(Dataset excerpts on pointing to objects)

================================

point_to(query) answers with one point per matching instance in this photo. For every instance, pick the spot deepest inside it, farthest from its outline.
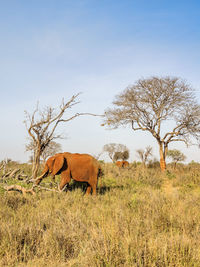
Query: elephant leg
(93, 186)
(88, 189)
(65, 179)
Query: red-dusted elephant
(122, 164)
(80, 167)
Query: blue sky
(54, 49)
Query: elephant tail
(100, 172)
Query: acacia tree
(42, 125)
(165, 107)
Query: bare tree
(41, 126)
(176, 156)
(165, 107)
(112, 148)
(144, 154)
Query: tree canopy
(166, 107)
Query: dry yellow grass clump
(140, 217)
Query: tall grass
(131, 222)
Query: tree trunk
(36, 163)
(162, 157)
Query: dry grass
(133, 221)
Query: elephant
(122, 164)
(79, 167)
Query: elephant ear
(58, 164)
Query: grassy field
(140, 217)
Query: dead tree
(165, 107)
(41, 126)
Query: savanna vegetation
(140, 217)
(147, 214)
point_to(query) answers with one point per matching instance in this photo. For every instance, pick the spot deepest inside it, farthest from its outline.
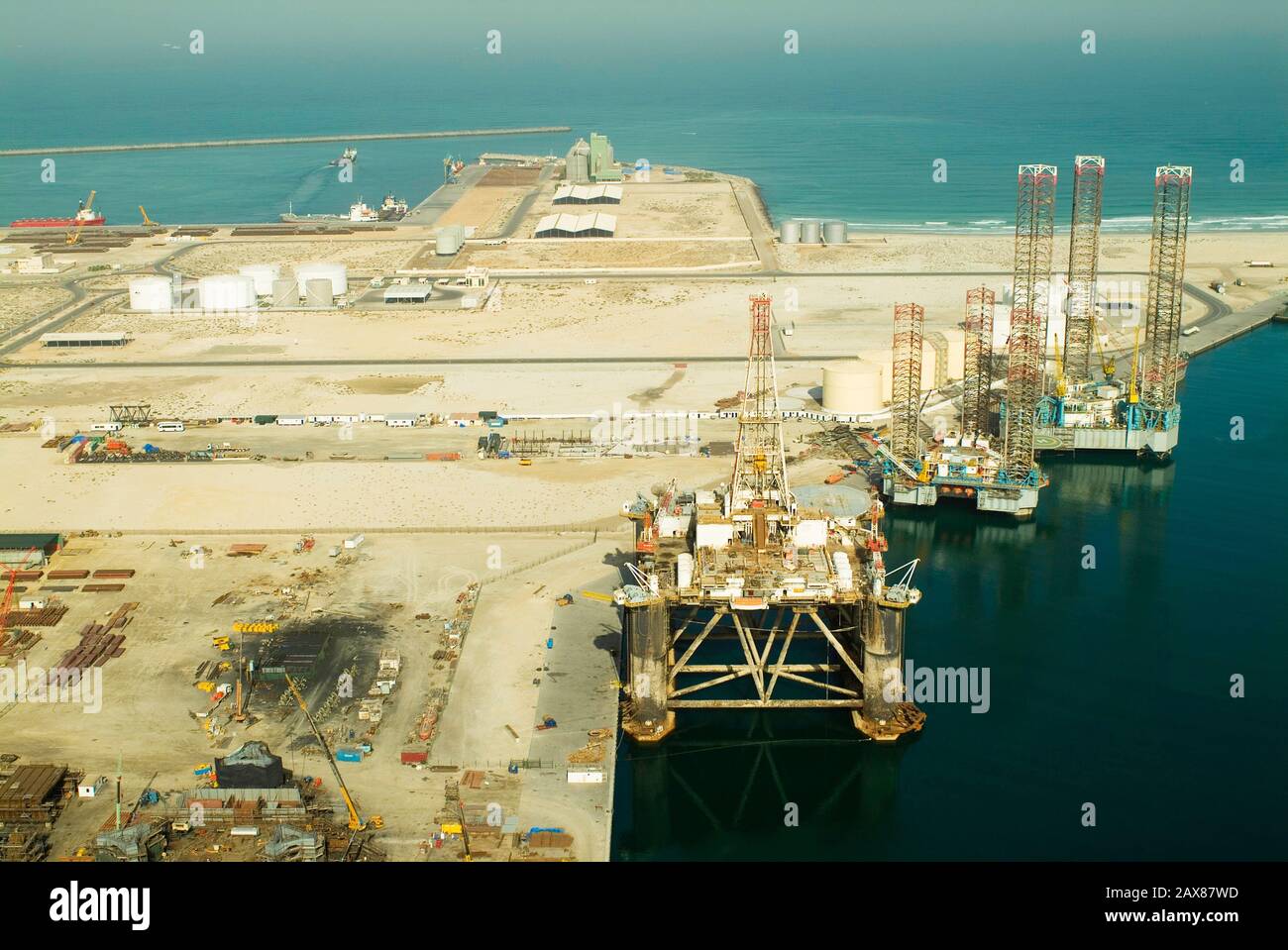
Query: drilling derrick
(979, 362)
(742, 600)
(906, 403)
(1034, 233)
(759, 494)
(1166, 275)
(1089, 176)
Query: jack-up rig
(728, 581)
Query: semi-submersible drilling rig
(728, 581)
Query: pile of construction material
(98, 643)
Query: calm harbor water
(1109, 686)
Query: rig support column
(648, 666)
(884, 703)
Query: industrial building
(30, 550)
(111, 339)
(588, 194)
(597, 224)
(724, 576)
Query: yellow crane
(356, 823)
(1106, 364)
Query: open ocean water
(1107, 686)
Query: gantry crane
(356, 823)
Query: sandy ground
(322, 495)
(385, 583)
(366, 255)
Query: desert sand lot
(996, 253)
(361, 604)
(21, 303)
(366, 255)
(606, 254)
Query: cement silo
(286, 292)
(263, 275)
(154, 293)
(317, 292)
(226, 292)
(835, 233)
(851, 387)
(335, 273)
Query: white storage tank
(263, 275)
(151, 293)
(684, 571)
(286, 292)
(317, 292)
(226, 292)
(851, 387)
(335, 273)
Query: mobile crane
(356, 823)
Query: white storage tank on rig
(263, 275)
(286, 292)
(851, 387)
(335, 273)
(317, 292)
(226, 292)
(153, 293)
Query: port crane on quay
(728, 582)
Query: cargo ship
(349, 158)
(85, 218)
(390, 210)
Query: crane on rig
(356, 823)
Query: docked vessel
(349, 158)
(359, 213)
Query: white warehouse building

================================

| The problem |
Retype all of the items above word for word, leaving out the pictures.

| Response |
point_to(query) answers with one point per matching instance in this photo. For every instance, pick the spot deepest inside it, farthest from its outline.
Query: elephant leg
(93, 186)
(88, 189)
(65, 179)
Query: red-dusted elephant
(122, 164)
(80, 167)
Query: blue sky
(54, 49)
Query: elephant tail
(100, 172)
Query: acacia tree
(42, 125)
(165, 107)
Query: bare tree
(41, 126)
(176, 156)
(165, 107)
(112, 148)
(144, 154)
Query: tree canopy
(166, 107)
Query: dry yellow grass clump
(140, 217)
Query: tall grass
(131, 222)
Query: tree trunk
(36, 163)
(162, 157)
Query: dry grass
(133, 221)
Query: elephant
(122, 164)
(79, 167)
Query: elephant ear
(58, 164)
Query: grassy field
(140, 217)
Query: dead tree
(165, 107)
(41, 126)
Query: savanna vegetation
(140, 217)
(147, 214)
point_to(query) answers with one point per matching instance in this photo. For every instance, pick the spot deepest inside it, farthest from its outline.
Query: drilling derrick
(979, 362)
(742, 600)
(906, 403)
(1034, 233)
(759, 494)
(1166, 275)
(1089, 176)
Query: jack-up rig
(728, 581)
Query: semi-submersible drilling rig
(728, 581)
Query: pile of construction material
(98, 643)
Query: calm harbor water
(1109, 686)
Query: rig support column
(648, 666)
(884, 703)
Query: industrial building
(30, 550)
(111, 339)
(588, 194)
(597, 224)
(724, 576)
Query: yellow crane
(356, 823)
(1106, 364)
Query: open ocean water
(1107, 686)
Query: gantry crane
(356, 823)
Query: sandy ground
(322, 495)
(385, 583)
(366, 255)
Query: desert sand lot
(996, 253)
(361, 604)
(21, 303)
(366, 255)
(606, 254)
Query: cement silo
(286, 292)
(263, 275)
(154, 293)
(317, 292)
(226, 292)
(835, 233)
(851, 387)
(335, 273)
Query: white storage tank
(263, 275)
(151, 293)
(684, 571)
(286, 292)
(317, 292)
(226, 292)
(851, 387)
(335, 273)
Query: mobile crane
(356, 823)
Query: white storage tank on rig
(263, 275)
(286, 292)
(851, 387)
(335, 273)
(317, 292)
(226, 292)
(153, 293)
Query: port crane on quay
(728, 582)
Query: cargo ship
(349, 158)
(85, 218)
(390, 210)
Query: crane on rig
(356, 823)
Query: docked vessel
(349, 158)
(359, 213)
Query: white warehouse building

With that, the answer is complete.